- **Problem description**: The reply to the records below should contain exactly the lines from the line with "Where can the deck" through the line with "Where can the metal", and nothing besides.

- **Material for this task**:
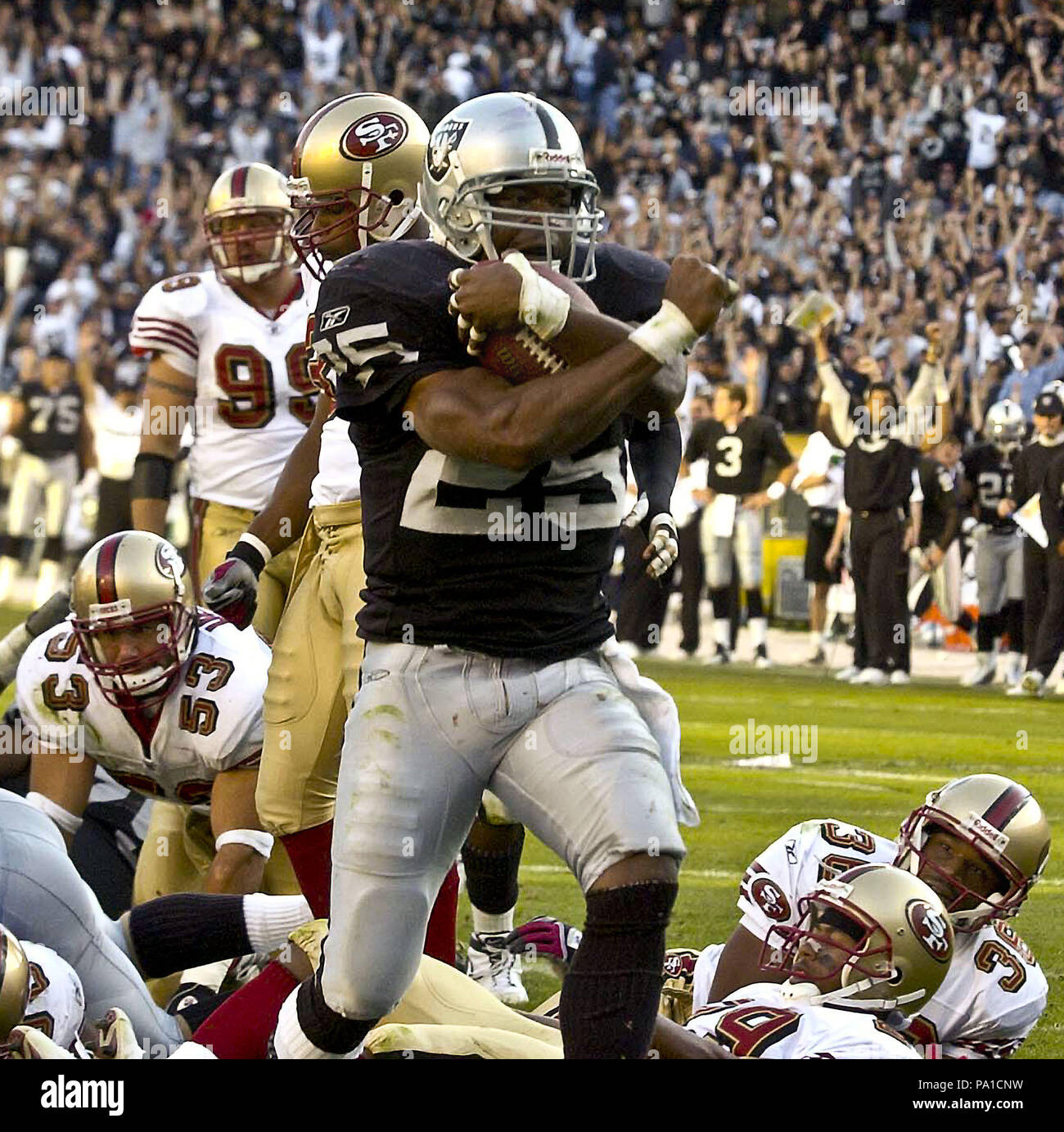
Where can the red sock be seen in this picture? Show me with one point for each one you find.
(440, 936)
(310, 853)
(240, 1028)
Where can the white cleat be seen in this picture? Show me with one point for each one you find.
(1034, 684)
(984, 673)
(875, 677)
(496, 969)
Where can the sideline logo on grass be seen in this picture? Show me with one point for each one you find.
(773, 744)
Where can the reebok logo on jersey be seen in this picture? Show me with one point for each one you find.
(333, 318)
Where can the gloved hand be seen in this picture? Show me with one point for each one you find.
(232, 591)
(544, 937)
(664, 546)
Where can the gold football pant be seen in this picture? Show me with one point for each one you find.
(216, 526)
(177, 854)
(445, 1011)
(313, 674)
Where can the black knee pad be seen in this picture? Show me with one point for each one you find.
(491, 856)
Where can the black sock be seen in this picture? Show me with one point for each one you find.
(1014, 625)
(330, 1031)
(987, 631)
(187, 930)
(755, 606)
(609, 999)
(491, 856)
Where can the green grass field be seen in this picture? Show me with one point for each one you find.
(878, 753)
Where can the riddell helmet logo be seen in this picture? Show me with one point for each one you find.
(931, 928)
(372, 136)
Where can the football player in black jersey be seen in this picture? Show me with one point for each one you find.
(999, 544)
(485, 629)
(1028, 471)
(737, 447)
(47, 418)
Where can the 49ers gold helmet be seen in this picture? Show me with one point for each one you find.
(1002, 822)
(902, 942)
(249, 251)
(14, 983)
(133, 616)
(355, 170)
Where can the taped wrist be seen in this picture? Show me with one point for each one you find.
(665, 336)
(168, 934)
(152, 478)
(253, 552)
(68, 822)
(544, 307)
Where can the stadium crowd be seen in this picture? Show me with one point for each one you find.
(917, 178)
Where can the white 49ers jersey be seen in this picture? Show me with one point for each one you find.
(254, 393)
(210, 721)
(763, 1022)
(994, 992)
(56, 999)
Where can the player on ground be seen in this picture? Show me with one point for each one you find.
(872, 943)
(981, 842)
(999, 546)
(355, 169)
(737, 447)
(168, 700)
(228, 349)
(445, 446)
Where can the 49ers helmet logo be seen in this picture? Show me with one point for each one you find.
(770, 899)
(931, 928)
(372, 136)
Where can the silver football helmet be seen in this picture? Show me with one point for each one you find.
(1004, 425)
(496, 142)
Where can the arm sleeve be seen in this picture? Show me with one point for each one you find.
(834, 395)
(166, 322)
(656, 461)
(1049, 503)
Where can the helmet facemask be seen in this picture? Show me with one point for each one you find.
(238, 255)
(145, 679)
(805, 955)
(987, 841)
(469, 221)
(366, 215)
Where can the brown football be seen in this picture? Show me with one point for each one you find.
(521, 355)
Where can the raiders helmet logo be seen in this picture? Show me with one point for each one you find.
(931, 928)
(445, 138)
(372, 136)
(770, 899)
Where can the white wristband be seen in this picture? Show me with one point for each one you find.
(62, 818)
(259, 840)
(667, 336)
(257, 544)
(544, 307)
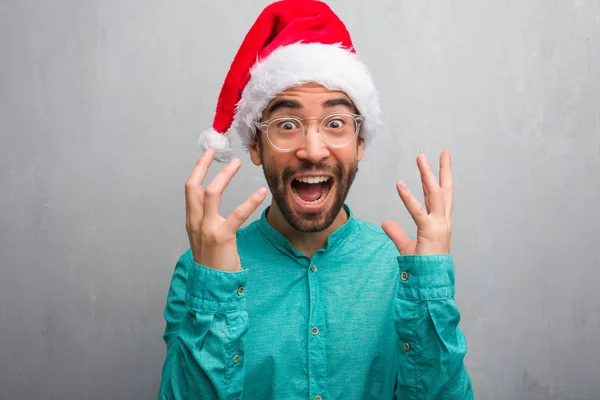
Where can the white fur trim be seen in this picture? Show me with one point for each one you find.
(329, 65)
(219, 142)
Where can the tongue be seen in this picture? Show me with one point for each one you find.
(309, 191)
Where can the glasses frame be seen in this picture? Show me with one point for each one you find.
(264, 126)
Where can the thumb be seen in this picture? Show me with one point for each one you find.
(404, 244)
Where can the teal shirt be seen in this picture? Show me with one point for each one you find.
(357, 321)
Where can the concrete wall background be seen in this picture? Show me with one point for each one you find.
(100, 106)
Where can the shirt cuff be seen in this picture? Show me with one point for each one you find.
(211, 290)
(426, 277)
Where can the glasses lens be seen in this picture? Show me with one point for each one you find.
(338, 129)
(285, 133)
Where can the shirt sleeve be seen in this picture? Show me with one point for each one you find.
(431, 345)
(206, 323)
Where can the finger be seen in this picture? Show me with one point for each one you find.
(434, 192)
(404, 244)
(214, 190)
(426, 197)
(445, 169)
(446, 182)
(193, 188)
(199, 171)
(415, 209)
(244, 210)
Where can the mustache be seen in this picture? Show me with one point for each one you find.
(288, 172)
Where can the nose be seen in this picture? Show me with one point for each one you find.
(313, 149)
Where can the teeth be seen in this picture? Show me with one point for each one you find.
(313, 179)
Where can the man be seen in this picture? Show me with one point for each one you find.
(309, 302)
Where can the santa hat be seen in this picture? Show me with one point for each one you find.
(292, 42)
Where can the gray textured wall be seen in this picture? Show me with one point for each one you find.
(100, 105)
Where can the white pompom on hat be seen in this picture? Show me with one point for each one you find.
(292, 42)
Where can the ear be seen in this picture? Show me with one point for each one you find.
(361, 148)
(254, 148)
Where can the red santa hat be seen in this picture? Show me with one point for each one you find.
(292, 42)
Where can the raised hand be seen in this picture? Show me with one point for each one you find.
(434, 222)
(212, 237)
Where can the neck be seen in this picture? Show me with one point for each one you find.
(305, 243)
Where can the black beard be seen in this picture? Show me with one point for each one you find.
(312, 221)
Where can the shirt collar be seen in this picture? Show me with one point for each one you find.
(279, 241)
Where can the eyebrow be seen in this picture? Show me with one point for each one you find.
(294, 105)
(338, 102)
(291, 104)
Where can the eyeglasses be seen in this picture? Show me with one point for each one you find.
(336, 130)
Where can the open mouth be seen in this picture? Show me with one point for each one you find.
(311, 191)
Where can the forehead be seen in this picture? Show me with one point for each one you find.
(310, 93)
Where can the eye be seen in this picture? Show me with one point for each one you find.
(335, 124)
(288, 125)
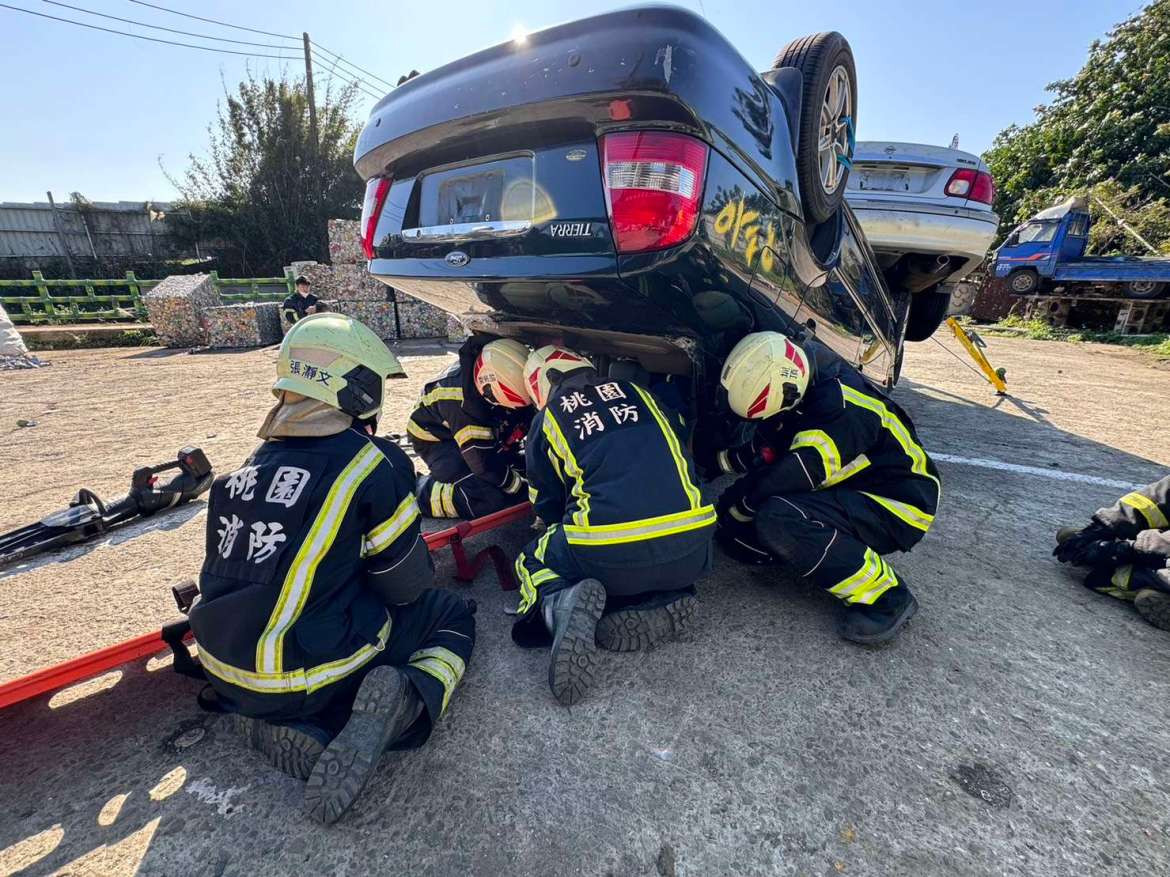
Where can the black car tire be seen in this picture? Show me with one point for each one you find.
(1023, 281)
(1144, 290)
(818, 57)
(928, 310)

==

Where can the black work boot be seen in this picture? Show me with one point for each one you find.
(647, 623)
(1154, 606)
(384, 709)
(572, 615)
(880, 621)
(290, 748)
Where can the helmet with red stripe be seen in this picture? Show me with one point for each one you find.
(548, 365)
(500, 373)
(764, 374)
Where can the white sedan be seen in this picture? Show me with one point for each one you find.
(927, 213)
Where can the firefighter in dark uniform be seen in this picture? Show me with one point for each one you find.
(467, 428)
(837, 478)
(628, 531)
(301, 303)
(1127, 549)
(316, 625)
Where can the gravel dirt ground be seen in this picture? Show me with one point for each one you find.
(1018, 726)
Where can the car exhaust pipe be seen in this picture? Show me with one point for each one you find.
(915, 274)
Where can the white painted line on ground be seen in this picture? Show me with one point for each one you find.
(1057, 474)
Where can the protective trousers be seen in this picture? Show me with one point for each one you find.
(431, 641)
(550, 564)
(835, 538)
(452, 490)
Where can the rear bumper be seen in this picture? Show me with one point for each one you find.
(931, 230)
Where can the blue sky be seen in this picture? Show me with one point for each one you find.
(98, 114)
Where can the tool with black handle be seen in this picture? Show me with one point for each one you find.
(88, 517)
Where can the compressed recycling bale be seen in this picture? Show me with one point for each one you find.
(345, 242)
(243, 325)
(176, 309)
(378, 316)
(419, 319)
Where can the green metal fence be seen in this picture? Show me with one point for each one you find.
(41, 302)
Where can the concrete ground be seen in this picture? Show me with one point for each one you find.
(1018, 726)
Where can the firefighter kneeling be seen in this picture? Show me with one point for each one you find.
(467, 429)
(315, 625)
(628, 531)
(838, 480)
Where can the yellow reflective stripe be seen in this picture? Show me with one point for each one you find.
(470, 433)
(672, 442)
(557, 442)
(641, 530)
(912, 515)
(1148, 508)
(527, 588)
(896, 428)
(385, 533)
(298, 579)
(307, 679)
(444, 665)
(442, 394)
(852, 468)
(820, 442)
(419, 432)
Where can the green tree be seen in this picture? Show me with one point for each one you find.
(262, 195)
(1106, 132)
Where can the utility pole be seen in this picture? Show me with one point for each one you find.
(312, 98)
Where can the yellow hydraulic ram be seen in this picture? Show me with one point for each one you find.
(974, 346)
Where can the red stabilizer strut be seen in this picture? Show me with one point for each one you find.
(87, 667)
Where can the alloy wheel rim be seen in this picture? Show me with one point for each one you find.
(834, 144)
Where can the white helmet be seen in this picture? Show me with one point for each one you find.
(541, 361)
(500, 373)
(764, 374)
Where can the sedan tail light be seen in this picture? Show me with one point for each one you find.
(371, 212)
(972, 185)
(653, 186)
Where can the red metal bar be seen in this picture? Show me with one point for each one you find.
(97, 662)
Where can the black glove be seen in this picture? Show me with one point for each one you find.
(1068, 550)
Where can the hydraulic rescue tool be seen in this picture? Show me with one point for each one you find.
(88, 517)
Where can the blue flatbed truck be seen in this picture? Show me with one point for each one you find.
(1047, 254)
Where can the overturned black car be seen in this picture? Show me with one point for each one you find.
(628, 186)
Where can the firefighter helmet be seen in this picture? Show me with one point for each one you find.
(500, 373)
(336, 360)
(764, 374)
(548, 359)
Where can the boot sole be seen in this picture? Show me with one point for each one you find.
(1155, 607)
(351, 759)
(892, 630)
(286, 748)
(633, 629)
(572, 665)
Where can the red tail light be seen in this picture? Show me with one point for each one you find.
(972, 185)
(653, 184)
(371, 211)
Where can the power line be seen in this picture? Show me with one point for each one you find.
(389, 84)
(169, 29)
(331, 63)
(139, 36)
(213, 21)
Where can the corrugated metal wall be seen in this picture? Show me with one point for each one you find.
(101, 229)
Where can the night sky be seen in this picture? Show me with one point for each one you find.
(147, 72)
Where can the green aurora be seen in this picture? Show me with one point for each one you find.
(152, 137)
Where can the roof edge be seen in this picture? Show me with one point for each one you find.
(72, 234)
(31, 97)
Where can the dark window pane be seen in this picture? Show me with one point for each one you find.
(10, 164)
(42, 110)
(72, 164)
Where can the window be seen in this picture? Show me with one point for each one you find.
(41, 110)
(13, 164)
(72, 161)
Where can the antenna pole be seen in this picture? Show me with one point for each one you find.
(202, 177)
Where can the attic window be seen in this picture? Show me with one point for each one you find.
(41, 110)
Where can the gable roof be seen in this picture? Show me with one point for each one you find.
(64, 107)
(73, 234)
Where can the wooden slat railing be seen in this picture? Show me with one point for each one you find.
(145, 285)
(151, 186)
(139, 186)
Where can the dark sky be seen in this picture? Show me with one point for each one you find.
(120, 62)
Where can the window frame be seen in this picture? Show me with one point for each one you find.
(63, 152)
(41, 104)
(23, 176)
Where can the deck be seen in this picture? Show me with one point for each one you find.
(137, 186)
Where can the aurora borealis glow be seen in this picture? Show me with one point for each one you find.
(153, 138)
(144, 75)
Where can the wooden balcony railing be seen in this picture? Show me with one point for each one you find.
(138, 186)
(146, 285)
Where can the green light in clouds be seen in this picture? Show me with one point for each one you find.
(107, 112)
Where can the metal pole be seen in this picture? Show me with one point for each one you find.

- **Exercise output**:
Where can the deck be seen in this picture? Show me with one point for each one you find.
(137, 186)
Where can the aurora borealis glow be seen in this picture? Show me with one point for each one you find.
(153, 138)
(144, 75)
Where can the wooden balcony railing be seen in this picture? Show me with one point for each one you find.
(138, 186)
(146, 285)
Where can the green light in clouds be seen in this picture? Show me with one point for each one you find.
(107, 112)
Where can the metal pole be seen in this picture? Show me with one point for each one you find.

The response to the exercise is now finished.